** Extracted entries follows **

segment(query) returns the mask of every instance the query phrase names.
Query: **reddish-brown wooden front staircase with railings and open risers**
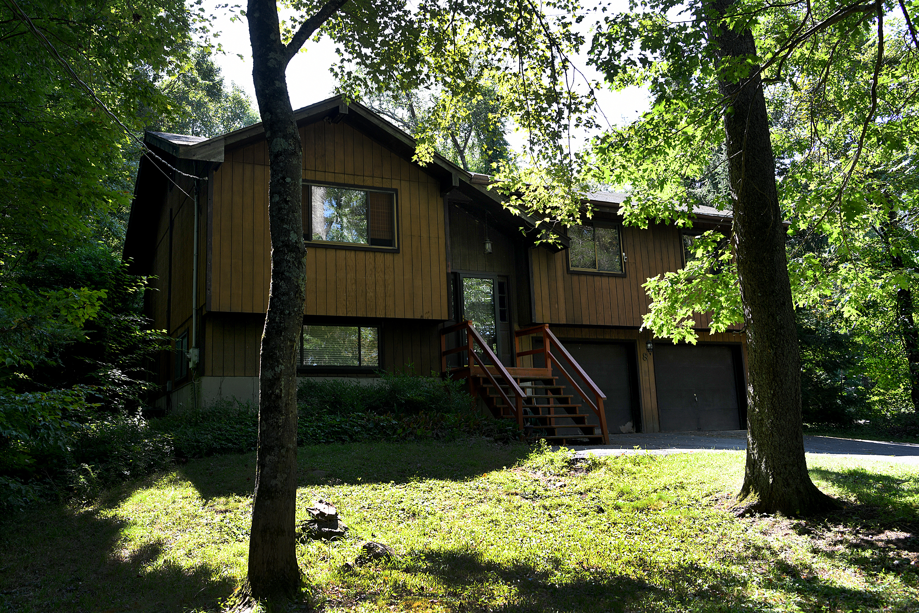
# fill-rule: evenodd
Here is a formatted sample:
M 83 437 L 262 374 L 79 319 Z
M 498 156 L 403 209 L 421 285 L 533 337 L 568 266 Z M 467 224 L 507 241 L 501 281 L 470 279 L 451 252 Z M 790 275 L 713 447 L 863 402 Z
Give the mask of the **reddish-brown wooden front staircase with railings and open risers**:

** End of Extracted entries **

What to do: Output the lines above in full and exactly. Leave out every picture.

Response:
segment(query) returns the mask of every instance the query phrase names.
Query: **reddish-brown wooden front staircase with railings and open risers**
# fill-rule: evenodd
Here is a formatted sample:
M 83 437 L 262 374 L 79 319 Z
M 498 156 L 403 209 L 421 285 L 533 337 L 568 266 Z M 467 224 L 507 241 L 501 281 L 470 279 L 451 252 Z M 790 275 L 713 447 L 863 402 Z
Give the mask of the **reddish-brown wooden front staircase with railings and open risers**:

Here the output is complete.